Friday, March 20, 2009

comment review 03-20-09

good stuff from wretchard & others

14. wretchard:

I used to think I was being a bit on the paranoid side back when I concluded this whole bail-out program was a gigantic looting of the public treasury.

The press talks about “toxic assets” as if they just happened. But they just didn’t materialize one day out the clear blue. They were created by faulty systems and toxic people. After Pearl Harbor was bombed and 9/11 happened, Commissions were formed to inquire into how such a thing could have happened. What’s striking about the response to this crisis is the curious disinterest in unearthing its causes, apart from throwaway generalities. I believe that’s because there are enough people, on both sides of the political aisle, as well as considerable numbers of eminent financiers, who will be looking at a stretch in jail or ruin, perhaps both, if we ever started turning over some rocks.

So the bailout package is not just an occasion to loot the public treasury. It’s also hush money. Because the guys who have the goods on the regulators need to be kept in business — which in the nature of things may be rackets — by bailout money. Notice that the market, left to itself, would have taken care of the financiers. They’d be ruined; forced to live on macaroni and cheese or whatever they consider equivalent to it, unless rescued by their silent partners.

### What the task asks
Continue the bailout comment from its last sentence. The data after this bailout comment has no connection to it.

### Provided records
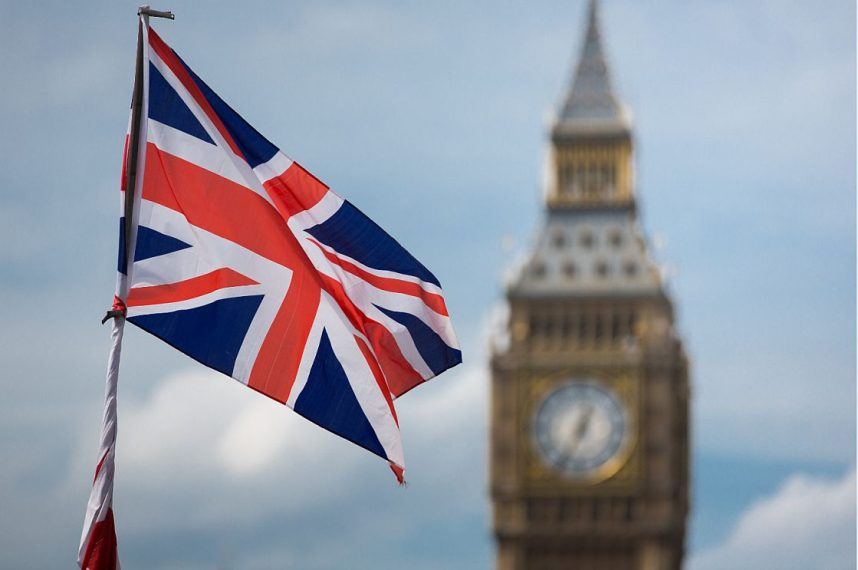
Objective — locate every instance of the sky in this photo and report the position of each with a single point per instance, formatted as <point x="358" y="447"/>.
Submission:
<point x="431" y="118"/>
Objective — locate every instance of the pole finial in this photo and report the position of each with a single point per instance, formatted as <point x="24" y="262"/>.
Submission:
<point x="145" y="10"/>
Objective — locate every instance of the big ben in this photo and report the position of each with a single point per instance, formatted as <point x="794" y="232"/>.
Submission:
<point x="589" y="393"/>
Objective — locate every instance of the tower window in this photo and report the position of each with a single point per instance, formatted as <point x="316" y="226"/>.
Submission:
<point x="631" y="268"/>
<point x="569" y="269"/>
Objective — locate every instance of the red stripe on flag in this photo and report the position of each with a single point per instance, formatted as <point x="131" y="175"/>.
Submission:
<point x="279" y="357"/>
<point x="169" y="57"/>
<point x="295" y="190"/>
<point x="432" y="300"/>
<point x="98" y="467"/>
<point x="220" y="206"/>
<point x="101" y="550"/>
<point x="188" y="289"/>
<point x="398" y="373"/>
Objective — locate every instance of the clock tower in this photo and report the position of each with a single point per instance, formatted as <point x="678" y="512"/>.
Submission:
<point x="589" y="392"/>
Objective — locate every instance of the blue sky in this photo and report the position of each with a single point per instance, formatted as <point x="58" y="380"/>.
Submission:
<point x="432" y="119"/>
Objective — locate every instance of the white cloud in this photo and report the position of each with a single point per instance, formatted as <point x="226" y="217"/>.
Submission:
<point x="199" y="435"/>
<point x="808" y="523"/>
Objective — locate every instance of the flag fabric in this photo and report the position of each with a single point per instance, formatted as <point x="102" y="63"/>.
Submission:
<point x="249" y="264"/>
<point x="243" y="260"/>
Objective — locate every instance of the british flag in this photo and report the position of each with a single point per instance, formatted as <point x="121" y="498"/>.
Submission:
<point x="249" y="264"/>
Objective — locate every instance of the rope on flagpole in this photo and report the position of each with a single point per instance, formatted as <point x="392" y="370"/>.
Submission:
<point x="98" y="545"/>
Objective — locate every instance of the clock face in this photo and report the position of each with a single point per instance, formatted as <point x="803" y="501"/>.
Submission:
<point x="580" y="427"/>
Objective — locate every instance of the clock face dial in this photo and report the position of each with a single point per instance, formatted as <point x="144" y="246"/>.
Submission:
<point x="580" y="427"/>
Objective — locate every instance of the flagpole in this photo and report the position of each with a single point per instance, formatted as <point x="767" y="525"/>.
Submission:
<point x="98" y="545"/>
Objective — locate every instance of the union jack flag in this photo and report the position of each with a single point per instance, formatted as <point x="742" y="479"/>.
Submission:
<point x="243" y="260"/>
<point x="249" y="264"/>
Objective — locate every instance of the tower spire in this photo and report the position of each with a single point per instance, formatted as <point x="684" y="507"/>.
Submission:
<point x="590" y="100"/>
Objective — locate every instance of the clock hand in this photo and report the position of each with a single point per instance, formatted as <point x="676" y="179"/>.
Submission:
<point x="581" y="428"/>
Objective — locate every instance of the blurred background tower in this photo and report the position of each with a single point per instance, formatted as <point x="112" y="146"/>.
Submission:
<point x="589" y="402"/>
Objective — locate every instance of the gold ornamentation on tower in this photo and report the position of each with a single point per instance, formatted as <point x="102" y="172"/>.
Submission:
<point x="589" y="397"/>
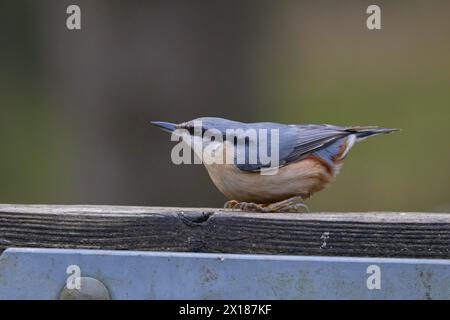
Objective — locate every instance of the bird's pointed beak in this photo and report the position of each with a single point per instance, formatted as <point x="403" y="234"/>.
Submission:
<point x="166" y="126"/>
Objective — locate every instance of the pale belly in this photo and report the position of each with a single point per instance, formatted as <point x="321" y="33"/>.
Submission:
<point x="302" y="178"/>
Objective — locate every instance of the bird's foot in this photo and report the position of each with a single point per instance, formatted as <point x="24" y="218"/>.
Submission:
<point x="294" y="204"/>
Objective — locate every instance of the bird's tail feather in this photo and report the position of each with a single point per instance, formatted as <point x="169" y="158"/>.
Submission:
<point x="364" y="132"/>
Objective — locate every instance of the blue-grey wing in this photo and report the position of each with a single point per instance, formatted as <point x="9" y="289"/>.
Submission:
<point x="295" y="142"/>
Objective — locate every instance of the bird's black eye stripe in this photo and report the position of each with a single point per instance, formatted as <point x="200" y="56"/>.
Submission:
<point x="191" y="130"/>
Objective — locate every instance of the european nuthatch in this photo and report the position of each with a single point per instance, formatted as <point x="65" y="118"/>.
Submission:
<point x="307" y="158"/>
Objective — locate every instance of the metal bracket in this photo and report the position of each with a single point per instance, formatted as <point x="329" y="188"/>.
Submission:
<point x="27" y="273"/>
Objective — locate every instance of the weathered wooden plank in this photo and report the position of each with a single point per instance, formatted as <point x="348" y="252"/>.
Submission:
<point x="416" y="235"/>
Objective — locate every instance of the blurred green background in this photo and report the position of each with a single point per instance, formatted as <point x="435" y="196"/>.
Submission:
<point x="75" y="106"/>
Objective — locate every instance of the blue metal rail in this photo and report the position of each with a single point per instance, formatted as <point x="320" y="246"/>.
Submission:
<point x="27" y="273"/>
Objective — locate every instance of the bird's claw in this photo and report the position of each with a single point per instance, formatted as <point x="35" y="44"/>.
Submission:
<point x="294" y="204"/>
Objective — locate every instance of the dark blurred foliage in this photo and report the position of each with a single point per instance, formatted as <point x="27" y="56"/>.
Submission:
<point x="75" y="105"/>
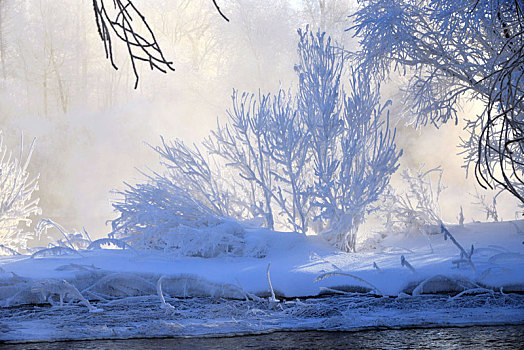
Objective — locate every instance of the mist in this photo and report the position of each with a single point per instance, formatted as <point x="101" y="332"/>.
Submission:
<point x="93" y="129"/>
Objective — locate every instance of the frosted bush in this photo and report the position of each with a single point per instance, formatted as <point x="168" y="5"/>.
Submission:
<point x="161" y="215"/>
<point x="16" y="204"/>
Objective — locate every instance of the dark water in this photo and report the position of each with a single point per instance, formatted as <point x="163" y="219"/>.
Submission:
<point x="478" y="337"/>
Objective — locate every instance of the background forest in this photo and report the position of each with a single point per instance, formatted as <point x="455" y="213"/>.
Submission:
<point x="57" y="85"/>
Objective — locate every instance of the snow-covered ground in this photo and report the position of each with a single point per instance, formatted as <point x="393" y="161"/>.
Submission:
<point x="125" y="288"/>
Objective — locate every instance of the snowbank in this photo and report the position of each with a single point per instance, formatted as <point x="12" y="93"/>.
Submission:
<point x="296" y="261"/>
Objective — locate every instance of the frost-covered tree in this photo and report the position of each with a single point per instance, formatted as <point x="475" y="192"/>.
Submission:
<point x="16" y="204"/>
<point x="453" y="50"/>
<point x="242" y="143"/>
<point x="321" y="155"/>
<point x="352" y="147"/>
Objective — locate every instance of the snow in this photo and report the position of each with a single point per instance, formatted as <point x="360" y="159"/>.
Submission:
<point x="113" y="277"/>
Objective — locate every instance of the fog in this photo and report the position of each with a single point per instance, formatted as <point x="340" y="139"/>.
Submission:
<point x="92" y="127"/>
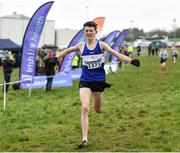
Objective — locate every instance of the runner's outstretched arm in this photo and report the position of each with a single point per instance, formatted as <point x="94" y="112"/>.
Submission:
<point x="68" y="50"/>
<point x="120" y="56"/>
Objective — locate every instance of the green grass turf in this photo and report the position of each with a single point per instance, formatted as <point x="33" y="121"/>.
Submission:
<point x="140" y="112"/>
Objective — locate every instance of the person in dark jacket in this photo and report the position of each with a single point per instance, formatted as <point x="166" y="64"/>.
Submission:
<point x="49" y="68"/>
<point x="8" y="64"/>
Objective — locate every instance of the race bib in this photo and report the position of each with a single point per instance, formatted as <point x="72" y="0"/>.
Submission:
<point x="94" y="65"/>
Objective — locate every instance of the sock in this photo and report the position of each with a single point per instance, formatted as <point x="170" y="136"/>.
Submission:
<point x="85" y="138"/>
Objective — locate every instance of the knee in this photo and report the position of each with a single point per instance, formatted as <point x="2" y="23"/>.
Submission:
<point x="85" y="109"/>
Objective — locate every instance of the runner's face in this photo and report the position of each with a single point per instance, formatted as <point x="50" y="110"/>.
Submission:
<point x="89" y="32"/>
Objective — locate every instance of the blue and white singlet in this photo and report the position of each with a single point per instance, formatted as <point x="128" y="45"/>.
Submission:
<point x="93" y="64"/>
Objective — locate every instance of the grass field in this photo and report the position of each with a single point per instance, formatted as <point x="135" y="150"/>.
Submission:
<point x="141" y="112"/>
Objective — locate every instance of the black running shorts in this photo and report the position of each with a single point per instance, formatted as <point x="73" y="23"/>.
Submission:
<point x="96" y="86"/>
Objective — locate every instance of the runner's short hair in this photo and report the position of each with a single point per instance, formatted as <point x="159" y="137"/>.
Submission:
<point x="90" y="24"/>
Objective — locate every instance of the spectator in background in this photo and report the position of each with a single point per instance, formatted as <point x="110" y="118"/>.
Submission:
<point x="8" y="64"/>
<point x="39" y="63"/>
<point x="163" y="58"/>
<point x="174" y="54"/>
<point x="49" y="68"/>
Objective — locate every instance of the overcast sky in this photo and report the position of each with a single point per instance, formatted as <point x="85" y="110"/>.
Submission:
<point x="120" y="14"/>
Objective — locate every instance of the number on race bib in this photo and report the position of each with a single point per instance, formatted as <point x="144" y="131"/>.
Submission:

### Exercise answer
The real fiction is to think that they had no silent partners, either by commission or ommission; that all we need to do now is empower these very bureaucrats who must of necessity have had to be part of the problem; to give them more power and the keys to the treasury. The public, if it isn’t careful, will wind up keeping the old system in place by funding a lease on its life at the expense of life savings. Of course they’ll go through it too. Scams are like that. But that’s tomorrow. Today we eat, drink and be merry.

The AIG incident has proved inconvenient because it forces to the surface the entanglement between our Nemesis (the greedy executives at AIG) and our saviors (Barney Frank, Dodd, et al) “Oh did you know each other? Fancy that?” As I wrote several times before, it’s no use rebooting the database and getting transactions rolling again, just for the sake of it, if the processes which corrupted the data to begin with are alive and executing. It will run for a while, maybe till the close of business and then the whole nightmare will begin again. What happened to cause the meltdown? Is it a victimless crime? Should we just move on? Or are the very same agents of our difficulty even now pointing their fingers at each other?